As I see it, there are more benefits of having possession than not, and in order to win the possession battle you need plans to retain possession and get the ball forward. Let us now look on how Barcelona retained possession from the build-up play to the final third.
If you play on possession, you don’t have to defend, because there’s only one ball!
Passing Types: Ball Circulation
One of the most significant features of the tiqui-taca is the quick short passes utilized in order to retain possession. Barcelona actually used a wide resort of passing types depending on the situation. There were mainly four different passing types used:
- the horizontal short pass (aka first line of pass) was used to maintain possession moving the ball from left to right or right to left in order to make the opposite markers move. The horizontal pass could be used to reduce the tempo of the game or simply get the ball into a more dangerous area of the pitch, as the ball is played to a supporting player in the same line of play. By changing the point of attack, the team could retain the ball purposefully.
In Football Manager 2015 it is equal to telling players to pass shorter with fewer risky passes attempted. Player preferred moves which increases the probability of retaining possession are; Play a simple passing game, looks for the pass rather than the shot or the more unorthodox choice for this playing style avoid attempting through balls…
- the mig-toc or the half touch is what the players practice on each day when doing ‘the rondo’ training exercise. The half touch; were the ball is directed quickly (without stopping the ball to get control of it) to another teammate (normally rather close), lets the team keep or increase the tempo of the match and were used frequently to relieve pressure after ‘longer’ vertical passes which lets the opposition team time to see the ball lane and close the player down. The rapid transfer of the ball to another player opens up the passing options for the second player, depending on the team cohesion to regain possession effectively, as he may be better positioned for a vertical pass / through ball or simply has better perspective of play.
This pass is often described as a lay off at whoscored.com.
The mig toc is one of the essential features of one-twos as the player flicks on and redirect the ball path. It’s important that the players are close connected in order to utilize flick ons and half touches. In Football Manager 2015 mig tocs can be utilized mainly by player preferred movements plays one twos or shorter passing coupled with an higher tempo, but there aren’t any specific PPM’s or player instructions to encourage it as it relies more on players vision and technique.
The mig toc were mainly used to relieve pressure, for example if a player was closed down, as shown frequently throughout the video footage below.
- the vertical pass or the through ball is the most ideal pass as it is played between the opposite markers to a teammate behind. The sharp executed pass lets the team advance further up the pitch moving the ball into the final third or into more dangerous areas of the pitch. It is a great way to play through the lines relieving pressure by playing laterally. Vertical passes should be played with precision and strength as it increases the risk of loosing the ball often in vulnerable situations/zones.
In Football Manager 2015 through balls can be instructed by default player role behavior, for example from the playmakers who will play risky passes more often, by player instructions direct passes or by team instructions pass into space
Player preferred movements to consider is: tries killer balls often.

Required task:
Please reproduce everything in the Barcelona passing text from "The mig toc were" down to "in vulnerable situations/zones.", word for word.

Provided information:

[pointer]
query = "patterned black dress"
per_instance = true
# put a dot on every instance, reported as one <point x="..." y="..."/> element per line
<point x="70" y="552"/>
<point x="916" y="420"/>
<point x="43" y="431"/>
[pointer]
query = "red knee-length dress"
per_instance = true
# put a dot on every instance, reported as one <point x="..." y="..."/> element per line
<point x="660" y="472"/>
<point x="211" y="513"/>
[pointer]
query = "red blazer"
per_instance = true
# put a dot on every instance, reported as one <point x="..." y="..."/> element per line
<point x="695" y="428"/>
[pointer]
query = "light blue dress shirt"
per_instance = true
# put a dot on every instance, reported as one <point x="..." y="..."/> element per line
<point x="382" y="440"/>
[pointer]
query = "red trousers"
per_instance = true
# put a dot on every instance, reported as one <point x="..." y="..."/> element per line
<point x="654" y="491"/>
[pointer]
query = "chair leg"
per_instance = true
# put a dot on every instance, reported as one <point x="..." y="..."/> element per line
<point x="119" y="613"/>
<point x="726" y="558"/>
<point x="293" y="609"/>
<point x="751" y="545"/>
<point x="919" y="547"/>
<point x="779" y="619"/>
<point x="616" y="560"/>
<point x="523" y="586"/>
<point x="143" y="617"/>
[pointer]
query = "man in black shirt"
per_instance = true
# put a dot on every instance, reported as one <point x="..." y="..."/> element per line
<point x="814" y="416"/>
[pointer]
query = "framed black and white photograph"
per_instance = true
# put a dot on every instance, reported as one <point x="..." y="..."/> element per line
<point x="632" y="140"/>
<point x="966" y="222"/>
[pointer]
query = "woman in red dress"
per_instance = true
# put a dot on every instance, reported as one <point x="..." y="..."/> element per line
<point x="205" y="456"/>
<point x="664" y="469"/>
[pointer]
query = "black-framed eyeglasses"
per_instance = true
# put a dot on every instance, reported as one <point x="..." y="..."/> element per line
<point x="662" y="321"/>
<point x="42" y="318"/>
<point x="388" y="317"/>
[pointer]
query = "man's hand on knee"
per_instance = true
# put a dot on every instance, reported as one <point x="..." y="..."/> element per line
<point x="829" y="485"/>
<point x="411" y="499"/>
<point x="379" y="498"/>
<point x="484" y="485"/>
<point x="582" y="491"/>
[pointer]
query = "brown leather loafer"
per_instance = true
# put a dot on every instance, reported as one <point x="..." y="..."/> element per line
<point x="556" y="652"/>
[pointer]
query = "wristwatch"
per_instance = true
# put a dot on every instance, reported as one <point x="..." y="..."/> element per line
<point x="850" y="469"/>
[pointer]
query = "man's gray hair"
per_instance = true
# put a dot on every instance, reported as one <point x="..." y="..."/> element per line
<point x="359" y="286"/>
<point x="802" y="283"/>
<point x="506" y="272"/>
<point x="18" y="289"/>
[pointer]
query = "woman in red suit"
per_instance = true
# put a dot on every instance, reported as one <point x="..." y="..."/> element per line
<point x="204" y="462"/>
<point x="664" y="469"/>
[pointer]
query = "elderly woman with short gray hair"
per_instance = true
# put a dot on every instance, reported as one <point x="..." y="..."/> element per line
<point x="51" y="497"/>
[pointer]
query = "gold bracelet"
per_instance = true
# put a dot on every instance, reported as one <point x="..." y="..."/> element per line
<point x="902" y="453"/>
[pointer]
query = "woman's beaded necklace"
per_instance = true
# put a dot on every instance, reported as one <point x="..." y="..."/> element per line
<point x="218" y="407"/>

Result for this exercise:
The mig toc were mainly used to relieve pressure, for example if a player was closed down, as shown frequently throughout the video footage below.
- the vertical pass or the through ball is the most ideal pass as it is played between the opposite markers to a teammate behind. The sharp executed pass lets the team advance further up the pitch moving the ball into the final third or into more dangerous areas of the pitch. It is a great way to play through the lines relieving pressure by playing laterally. Vertical passes should be played with precision and strength as it increases the risk of loosing the ball often in vulnerable situations/zones.